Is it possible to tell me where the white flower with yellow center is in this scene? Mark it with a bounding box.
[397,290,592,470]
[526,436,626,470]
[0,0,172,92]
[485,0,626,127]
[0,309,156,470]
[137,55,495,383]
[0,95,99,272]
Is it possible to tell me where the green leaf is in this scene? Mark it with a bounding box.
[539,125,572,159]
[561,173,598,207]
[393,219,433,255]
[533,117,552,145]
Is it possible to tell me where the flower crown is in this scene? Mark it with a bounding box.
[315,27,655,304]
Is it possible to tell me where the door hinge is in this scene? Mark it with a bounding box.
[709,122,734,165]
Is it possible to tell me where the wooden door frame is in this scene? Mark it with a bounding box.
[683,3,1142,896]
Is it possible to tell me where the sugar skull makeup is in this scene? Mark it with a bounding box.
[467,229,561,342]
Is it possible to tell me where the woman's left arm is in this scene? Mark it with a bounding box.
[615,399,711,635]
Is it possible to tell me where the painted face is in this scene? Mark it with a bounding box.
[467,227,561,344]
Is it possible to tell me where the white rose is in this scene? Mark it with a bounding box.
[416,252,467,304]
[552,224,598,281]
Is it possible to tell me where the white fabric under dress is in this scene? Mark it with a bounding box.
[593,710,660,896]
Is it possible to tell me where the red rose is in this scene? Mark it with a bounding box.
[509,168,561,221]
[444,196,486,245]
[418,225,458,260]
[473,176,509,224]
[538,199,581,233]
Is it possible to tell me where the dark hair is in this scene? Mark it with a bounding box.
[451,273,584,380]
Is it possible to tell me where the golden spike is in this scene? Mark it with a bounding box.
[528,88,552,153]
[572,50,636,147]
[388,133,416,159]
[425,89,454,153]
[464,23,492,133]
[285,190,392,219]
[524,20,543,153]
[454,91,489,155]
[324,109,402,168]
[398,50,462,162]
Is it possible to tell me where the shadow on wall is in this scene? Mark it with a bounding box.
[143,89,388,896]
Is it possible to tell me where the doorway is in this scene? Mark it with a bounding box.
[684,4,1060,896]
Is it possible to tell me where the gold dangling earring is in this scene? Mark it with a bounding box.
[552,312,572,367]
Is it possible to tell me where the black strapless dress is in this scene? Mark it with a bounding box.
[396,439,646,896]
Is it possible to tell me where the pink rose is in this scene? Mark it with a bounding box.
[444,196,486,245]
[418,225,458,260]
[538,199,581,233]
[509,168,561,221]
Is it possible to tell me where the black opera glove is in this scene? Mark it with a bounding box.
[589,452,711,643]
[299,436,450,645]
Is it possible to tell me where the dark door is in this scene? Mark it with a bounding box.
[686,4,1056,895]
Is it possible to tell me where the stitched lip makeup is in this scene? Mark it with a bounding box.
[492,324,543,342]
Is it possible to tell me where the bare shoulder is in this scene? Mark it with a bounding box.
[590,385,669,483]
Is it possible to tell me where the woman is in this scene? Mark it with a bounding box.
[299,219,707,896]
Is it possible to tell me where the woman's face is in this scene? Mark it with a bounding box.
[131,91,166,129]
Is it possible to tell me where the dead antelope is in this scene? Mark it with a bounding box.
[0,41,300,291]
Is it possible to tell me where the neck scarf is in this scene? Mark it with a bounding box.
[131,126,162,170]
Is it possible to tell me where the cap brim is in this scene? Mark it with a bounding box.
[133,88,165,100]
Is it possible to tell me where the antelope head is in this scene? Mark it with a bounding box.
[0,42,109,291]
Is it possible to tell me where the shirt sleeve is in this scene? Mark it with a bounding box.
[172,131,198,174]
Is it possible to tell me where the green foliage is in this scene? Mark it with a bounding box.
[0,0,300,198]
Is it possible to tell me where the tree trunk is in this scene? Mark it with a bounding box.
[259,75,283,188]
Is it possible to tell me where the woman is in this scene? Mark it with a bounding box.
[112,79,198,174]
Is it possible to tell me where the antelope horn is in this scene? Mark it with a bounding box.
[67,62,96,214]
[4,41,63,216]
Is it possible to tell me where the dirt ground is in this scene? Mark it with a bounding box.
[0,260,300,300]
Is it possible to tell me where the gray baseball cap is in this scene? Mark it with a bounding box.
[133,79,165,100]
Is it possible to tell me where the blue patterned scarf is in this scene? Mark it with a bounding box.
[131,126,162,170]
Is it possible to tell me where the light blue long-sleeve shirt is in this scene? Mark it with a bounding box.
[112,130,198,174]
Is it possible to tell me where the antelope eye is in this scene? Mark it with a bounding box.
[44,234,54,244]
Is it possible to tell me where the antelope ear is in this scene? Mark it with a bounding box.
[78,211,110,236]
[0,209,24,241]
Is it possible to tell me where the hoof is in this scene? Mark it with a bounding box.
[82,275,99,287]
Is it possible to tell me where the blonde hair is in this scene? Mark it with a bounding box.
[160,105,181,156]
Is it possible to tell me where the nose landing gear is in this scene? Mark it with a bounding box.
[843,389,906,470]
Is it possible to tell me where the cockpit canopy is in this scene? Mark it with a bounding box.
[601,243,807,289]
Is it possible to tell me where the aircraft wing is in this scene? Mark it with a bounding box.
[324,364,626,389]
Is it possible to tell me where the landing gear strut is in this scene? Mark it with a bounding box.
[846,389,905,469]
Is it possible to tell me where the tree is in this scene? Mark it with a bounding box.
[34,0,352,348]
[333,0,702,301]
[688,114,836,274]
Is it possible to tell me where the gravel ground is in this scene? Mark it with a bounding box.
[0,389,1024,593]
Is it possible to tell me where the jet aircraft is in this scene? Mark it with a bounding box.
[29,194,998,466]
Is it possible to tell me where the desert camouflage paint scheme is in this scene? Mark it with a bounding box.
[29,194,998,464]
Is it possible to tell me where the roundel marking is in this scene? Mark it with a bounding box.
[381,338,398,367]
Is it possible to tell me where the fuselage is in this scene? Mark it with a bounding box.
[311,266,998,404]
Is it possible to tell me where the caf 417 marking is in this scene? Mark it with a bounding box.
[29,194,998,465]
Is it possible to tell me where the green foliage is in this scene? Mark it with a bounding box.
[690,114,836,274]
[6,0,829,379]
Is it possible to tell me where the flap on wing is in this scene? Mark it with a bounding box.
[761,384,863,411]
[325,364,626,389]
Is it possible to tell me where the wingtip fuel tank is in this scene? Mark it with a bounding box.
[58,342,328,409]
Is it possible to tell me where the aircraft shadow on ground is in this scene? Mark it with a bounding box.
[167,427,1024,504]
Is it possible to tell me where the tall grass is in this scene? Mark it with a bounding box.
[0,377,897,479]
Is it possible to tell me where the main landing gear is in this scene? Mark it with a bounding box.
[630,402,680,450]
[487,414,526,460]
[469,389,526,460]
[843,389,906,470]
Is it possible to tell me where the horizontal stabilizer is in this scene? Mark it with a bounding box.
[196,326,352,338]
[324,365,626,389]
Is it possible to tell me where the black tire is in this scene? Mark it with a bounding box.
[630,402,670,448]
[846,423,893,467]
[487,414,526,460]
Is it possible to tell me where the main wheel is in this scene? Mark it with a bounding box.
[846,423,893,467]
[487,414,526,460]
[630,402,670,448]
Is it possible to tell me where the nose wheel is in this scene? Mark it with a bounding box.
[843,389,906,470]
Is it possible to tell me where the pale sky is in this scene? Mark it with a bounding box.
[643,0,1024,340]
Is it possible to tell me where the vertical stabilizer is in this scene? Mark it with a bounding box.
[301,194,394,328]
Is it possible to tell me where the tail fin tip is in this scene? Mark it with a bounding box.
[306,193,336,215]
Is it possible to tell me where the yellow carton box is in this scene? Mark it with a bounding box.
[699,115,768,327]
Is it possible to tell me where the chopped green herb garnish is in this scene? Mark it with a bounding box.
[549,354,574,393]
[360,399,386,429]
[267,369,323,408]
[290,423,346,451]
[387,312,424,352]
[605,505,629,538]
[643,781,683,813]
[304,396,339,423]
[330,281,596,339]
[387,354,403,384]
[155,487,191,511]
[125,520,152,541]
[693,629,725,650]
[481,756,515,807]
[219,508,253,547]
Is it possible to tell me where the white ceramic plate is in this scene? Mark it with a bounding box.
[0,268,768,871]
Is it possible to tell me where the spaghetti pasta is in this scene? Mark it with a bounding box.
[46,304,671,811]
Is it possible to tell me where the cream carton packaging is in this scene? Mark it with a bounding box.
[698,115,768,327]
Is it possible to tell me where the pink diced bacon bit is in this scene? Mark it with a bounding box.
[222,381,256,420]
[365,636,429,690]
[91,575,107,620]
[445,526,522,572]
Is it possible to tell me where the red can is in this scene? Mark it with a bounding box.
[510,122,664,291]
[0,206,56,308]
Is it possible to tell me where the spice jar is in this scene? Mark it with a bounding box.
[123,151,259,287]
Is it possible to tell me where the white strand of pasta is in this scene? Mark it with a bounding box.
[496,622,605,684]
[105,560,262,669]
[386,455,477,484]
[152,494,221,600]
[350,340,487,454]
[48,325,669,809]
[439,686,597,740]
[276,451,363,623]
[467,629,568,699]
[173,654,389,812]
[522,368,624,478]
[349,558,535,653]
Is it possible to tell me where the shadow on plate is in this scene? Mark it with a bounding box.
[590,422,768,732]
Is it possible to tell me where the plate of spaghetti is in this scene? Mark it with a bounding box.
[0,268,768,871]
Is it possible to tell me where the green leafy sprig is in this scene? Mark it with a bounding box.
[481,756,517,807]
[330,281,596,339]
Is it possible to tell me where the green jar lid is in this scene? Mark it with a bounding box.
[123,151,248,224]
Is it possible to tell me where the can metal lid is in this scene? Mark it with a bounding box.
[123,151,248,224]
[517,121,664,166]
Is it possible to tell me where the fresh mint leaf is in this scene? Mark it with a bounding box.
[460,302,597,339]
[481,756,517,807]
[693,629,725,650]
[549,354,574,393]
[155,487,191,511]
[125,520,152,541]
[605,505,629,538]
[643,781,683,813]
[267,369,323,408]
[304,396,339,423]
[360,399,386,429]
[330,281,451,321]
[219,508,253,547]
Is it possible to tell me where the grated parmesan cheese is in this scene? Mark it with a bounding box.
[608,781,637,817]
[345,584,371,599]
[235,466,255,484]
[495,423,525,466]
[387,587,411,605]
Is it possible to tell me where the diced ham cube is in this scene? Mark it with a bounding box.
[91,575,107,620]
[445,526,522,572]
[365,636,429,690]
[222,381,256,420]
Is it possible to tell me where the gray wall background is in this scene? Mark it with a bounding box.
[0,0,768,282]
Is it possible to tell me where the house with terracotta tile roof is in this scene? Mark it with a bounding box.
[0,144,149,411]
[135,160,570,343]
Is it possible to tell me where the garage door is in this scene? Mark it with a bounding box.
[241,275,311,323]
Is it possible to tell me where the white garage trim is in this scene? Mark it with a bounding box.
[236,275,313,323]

- [STATED TASK]: Turn the entries from the start through the line containing "[683,3,1142,896]" into a two-column CSV with the headers text and answer, one row per entry. Quote every field, and replace line breaks within a field with spaces.

- [ANSWER TO THE TASK]:
text,answer
"Is it possible to tell me where the white flower with yellow center is in this scene? Mark it with a bounding box.","[397,290,592,470] [526,436,626,470] [0,0,172,92] [485,0,626,127] [0,309,156,470] [137,55,495,383] [0,95,99,272]"
"Is it possible to tell me where the green leaf is in this scene? Mark it with a bounding box.","[539,125,572,159] [561,173,598,207] [393,219,433,255] [533,117,552,145]"
"Is it possible to tell me where the flower crown is in this scene? Mark it with a bounding box.","[315,27,655,304]"
"Is it possible to tell me where the door hinge is in this scene? Mark it with a bounding box.","[709,122,734,165]"
"Is it possible to tell me where the wooden door frame is in this scene? Mark it with a bounding box.","[683,3,1142,896]"